- [Your objective] Are you able to retype all the records below exactly?

— BEGIN —

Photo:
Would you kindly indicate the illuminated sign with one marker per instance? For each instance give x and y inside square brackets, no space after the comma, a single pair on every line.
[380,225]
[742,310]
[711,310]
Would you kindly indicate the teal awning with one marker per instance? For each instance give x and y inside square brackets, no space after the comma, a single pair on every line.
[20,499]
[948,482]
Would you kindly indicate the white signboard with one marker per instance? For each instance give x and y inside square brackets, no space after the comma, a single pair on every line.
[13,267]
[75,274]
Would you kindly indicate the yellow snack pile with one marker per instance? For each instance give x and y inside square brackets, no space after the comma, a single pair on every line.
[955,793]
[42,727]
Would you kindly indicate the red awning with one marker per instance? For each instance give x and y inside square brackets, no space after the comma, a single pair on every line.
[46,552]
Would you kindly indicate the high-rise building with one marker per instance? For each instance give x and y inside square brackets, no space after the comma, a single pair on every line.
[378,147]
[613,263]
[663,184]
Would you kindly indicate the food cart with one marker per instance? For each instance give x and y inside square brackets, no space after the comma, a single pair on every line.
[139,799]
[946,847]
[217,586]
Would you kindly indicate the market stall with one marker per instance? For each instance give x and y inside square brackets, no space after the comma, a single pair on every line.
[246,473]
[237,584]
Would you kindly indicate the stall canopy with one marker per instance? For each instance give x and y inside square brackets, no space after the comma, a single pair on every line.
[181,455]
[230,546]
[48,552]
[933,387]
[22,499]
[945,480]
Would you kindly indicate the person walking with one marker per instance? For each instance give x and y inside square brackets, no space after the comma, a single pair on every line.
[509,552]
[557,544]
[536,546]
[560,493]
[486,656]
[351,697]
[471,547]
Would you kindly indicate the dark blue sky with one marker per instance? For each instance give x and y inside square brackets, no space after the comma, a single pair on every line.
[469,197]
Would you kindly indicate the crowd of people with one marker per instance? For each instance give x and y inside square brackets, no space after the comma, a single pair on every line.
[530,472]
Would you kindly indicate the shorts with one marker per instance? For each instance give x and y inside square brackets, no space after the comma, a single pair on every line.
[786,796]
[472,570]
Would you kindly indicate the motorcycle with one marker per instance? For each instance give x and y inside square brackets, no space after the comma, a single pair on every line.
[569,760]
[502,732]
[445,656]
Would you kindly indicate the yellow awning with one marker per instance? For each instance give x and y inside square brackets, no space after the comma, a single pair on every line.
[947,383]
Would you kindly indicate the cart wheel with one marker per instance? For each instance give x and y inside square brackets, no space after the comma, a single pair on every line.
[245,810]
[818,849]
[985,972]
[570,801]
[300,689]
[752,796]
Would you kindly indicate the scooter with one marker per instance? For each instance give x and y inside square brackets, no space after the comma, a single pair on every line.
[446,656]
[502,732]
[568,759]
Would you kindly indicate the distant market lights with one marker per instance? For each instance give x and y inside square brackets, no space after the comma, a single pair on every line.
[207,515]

— END —

- [Solution to this task]
Photo:
Would you kindly indicate the illuminated sign with one marker per instance? For each instance give x and y inside square brackets, no space after the comma, a single pair on every line.
[380,225]
[742,310]
[711,310]
Would you kindly indicate the teal awning with one marker per instance? For each instance give x and y inside square brackets, no space after the comma, a single pair on every line.
[20,499]
[948,482]
Would you kindly indicate the white signboard with one marker per instance? For each instance give x and y inside square brackets, no space after the comma, a single pair on every line.
[13,267]
[75,274]
Would you kindly indicate the yellow snack pile with one marker per instance? For each instance give x and y inside square brackets, no space after the comma, a single pair on every line.
[955,793]
[42,727]
Would you kindly indicate the red awning with one marker per instance? For each instance give x and y inside square brackets, no space after the comma, a single pair on every line.
[46,552]
Would you kindly indicate the high-rise building with one marker per instance? For each instance give x and y inside square brackets, no space after the comma, a single pair on every line.
[378,147]
[613,263]
[663,184]
Would you kindly indicate the food cart with one marker per instance? For each instance give x and y inside square brackets, no space after the comma, a single pair on every line.
[139,799]
[946,847]
[217,586]
Would you kindly indicate the market stall with one marker per instance? For each instance give x and y inside square brackets, no space after the comma, a single pair on every line.
[246,473]
[237,584]
Would you kindly indicate the stall canopy with one marker per instance? For each instance give x and y inside square brackets, no space after the comma, a single pair on every line.
[181,455]
[230,546]
[48,552]
[933,387]
[22,499]
[945,480]
Would you kindly indicate the person walking with one marker per instance? For each instance give x and y inside square brackets, no space after the comma, a single pair on every line.
[509,552]
[557,544]
[536,546]
[560,493]
[486,656]
[351,697]
[471,547]
Would you kindly indicate the dark blue sky with one marker per instance? For each instance give x and y inside square brackets, no space after the comma, a single pair on every line.
[469,197]
Would you kindly indicate the crowd of people with one marker per instance? For each instance give x and y inside square brackets, no space after the comma, a single pair on every line.
[530,472]
Would you kindly indicate the shorts with one marker per instance? For each instance give x and y inside square brackets, no space after the comma, a single pair on every line.
[786,796]
[472,570]
Would you kindly indicate the motorcycle with one marker per instance? For each instance give x and y inside square brackets, no space after the comma, a single pair on every line.
[569,760]
[502,732]
[445,656]
Would you kindly indicate the yellow awning with one marker per instance? For each instance give x and y inside square brackets, no space after the comma, a single pair on every line.
[947,383]
Would you kindly indicate the cart wheel with one marker per instance? For each instance give x and y inside square brackets, no space after the comma, a single pair on every line.
[245,810]
[818,849]
[985,972]
[570,801]
[300,689]
[752,796]
Would you kindly indicate the scooter with one marker per instance? For each instance give x and y inside square brackets, no space after the comma, a single pair on every line.
[446,656]
[502,732]
[568,759]
Would you kindly indicate the distant market lights with one marker per instance? For each instance give x and y inside square brackets, no space after the comma, a single pair on every line.
[207,515]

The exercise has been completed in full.